ЗАДАНИЕ A:
Перечислите все, что, согласно фрагменту о самообладании, гуманности и страсти, присуще гуманности. Ответ ищите в предложении, которое начинается словами «Ей присуще».
ЗАДАНИЕ B:
Продолжите фрагмент о самообладании, гуманности и страсти, начиная сразу после его последнего предложения.

━━━ ФРАГМЕНТ ТЕКСТА

Поскольку же человек как философ не находит никакой окончательной формы своего существования и понимает, что как существование во времени и не может найти ее, - ему, для защиты, нужно самообладание, чтобы он не потерялся в суматохе своих потрясений, и он обретает как действительность своей души ту гуманность (Humanitas), которая делает его готовым и открытым для другого, он видит опасность для себя в страсти, показывающей ему границу, через возможности темной основы.
Самообладание как защита от самого себя состоит как таковое в сдержанности жеста, в ограничении выражения условиями ситуации; оно не позволяет нам расточать себя произвольно избранной общественности, как и повседневности. Оно хранит дистанцию и различает вещи по их существенности, а людей - по их рангу. Оно способно всему дать должную меру. Оно есть постоянное торможение жизни, знающей свое достоинство, плотина на пути потока слепых движений души, претворяющая их в оформленную энергию. Оно - смелость и хладнокровие. Оно способно без фанатизма приниматься за конкретную задачу и быть вполне спокойным в отношении возможности неуспеха.
Гуманность (Humanitas) - это отзывчивость (Aufgeschlossensein): вставать на точку зрения каждого другого человека, прислушиваться к доводам, входить в разум самого дела и безгранично распространяться в идеях. Она противостоит софизмам, давлению движимой собственным интересом воли и разного рода случайным восприимчивостям. Она есть открытость, понимание, доступность и возможность. Ей присуще изначальное признание другого, рыцарственность в борьбе, воля к тому, чтобы не ставить другого в неудобное положение, любезность в обращении. Прозрачность - это самое ее существо; ее ясность и чистота лучится веселостью.
Страсть - это опасность прорваться, в непроясненной дикости, в совершенный хаос. Она есть то необузданное, что не становится и движителем для энергии дня, но стоит и грозит в глубине человеческой действительности. Она есть возможность, противящаяся порядку и существованию, бездна, которая не есть ничто. Она есть то, что разрывает коммуникацию; она разрушает то, что действительно.
Самообладание, будучи абсолютизировано, делает неподвижным и мертвым. Гуманность (Humanitas), будучи абсолютизирована, уклоняется от решений, и есть образованность как универсальный способ все знать и в рассмотрении со всем без хлопот разделываться. Страсть, будучи отпущена на свободу, заставляет человека разрушать себя самого и свой мир.
Только при опоре на экзистенцию самообладание, Humanitas и страсть остаются возможной истиной. Не само бытие человека как философа есть самообладание, но он усваивает себе самообладание и подчиняет его условиям, в отсутствие которых он рискует отказаться от него. Только на основе экзистенциальных решений Humanitas имеет теплоту и силу, создающие прочную основу, на которой стоит целая жизнь; оставаясь исполненной лишь исторично, а тем самым будучи и сама подвержена переменам, она как универсальный тип вполне пуста. Только как экзистенциальная возможность страсть не будет произвольной инстинктивностью.

━━━━━━
━━━ ПРЕДОСТАВЛЕННЫЕ ЗАПИСИ

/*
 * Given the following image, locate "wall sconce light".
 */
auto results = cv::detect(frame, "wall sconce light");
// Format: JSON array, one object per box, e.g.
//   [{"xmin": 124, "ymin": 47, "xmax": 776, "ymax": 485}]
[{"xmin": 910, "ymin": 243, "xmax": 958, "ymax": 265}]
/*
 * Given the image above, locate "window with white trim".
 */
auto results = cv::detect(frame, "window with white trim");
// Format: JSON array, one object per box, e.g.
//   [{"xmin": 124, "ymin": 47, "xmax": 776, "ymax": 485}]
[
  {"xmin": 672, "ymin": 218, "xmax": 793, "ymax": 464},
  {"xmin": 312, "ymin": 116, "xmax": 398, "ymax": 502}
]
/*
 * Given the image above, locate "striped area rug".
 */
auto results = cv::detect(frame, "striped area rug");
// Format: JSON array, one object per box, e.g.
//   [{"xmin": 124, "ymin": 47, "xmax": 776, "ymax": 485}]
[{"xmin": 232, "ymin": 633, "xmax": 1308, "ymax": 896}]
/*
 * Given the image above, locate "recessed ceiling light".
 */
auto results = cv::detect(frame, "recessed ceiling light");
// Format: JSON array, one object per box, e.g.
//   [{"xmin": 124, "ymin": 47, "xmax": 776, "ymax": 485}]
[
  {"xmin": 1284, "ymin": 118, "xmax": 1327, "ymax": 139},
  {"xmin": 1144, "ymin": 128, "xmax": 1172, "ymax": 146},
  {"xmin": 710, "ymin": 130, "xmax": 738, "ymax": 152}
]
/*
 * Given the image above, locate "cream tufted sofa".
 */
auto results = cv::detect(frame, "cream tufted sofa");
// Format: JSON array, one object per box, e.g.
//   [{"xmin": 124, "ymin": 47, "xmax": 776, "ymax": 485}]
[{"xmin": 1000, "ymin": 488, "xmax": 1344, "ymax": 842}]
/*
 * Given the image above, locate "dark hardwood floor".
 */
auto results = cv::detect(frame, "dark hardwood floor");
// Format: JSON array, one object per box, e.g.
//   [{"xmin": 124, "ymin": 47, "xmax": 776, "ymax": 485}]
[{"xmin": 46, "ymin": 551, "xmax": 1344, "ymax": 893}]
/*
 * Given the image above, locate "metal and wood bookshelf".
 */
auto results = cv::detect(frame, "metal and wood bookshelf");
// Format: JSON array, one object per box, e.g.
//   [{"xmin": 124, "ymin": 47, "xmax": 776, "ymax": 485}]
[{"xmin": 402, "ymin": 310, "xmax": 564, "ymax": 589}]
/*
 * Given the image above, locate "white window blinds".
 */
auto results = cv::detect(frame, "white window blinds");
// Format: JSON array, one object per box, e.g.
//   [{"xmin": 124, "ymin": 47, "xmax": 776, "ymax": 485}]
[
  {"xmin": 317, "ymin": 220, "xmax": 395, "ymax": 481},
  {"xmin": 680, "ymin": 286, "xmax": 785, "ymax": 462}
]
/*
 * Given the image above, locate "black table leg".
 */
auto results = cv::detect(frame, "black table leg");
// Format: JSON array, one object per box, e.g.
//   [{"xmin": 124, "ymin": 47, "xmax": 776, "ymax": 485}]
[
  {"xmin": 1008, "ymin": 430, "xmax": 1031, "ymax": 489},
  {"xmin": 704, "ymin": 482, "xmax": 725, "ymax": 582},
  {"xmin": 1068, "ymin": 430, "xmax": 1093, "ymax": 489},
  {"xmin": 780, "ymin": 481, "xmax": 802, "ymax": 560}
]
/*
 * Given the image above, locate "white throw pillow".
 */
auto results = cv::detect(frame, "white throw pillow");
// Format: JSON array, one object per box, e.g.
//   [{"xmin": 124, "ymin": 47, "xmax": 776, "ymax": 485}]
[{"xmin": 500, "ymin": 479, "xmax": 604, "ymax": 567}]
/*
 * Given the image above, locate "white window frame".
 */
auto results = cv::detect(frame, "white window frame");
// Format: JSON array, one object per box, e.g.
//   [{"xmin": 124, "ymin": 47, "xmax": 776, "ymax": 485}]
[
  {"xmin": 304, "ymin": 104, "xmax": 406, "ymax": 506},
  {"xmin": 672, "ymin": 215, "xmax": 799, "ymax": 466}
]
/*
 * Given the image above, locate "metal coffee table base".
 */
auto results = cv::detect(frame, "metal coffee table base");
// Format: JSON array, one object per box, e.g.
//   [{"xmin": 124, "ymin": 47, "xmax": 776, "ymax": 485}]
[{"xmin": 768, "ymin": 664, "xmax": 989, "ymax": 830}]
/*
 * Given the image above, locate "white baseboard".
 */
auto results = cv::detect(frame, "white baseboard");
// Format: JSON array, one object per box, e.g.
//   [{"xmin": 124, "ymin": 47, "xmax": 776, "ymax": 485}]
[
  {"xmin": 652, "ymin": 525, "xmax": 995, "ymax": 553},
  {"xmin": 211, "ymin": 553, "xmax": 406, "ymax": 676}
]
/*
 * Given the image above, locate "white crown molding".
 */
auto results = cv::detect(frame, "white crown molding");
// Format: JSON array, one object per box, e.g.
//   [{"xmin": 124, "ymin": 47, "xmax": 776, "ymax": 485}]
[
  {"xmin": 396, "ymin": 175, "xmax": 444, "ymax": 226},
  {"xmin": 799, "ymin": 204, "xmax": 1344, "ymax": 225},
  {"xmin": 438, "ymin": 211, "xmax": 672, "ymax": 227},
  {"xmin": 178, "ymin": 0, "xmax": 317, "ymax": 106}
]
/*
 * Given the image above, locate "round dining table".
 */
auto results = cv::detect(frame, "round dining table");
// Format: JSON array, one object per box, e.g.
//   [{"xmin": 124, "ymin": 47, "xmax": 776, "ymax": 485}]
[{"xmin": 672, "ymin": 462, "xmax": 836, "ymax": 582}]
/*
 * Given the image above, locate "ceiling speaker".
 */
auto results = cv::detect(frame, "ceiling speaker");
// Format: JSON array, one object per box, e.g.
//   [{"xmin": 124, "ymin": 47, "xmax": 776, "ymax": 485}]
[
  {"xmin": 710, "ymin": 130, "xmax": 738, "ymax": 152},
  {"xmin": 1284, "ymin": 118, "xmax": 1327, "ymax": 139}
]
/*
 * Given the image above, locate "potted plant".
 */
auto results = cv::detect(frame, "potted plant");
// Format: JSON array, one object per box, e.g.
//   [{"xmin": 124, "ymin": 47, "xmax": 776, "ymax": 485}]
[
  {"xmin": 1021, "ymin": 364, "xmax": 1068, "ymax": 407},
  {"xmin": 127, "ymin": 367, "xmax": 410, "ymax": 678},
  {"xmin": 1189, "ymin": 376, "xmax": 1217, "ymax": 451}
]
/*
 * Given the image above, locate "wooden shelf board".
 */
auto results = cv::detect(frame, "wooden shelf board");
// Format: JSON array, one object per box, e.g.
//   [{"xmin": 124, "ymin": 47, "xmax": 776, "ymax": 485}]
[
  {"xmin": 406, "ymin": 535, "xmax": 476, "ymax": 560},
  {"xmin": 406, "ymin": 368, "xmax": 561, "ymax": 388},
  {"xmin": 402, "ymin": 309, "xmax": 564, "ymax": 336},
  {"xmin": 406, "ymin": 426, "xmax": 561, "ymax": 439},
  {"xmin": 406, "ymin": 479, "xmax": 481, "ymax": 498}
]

━━━━━━

ОТВЕТ A:
Изначальное признание другого, рыцарственность в борьбе, воля к тому, чтобы не ставить другого в неудобное положение, любезность в обращении.

ОТВЕТ B:
Философ как бы владеет этими поприщами существования, на которые он вступает. Он не становится тождествен им, как не существует он и без них. То, что есть он сам, существует лишь в становлении, не имеет себе завершения во временном существовании (Der Philosoph hat gleichsam diese Felder seines Daseins, in die er eintritt. Er wird nicht mit ihnen identisch, wie er nicht ohne sie ist. Was er selbst ist, ist nur im Werden, ist ohne Vollendung im Zeitdasein).
ГЛАВА ДВЕНАДЦАТАЯ Экзистенция среди экзистенций
Истина в бытии-друг-к-другу
1. Истина как одна истина и много истин. -2. Выбор истины. - 3. Смысл несчислимости экзистенций.
Бытие как экзистенция и бытие для всех
1. Тотальность и изначальность. - 2. Экзистенция и рассмотрение возможной экзистенции. -
3. Общее для всех и экзистенциальная общность.
Просветление экзистенции - не онтология
1. Плюрализм и учение о монадах. - 2. Искушение в воле к знанию.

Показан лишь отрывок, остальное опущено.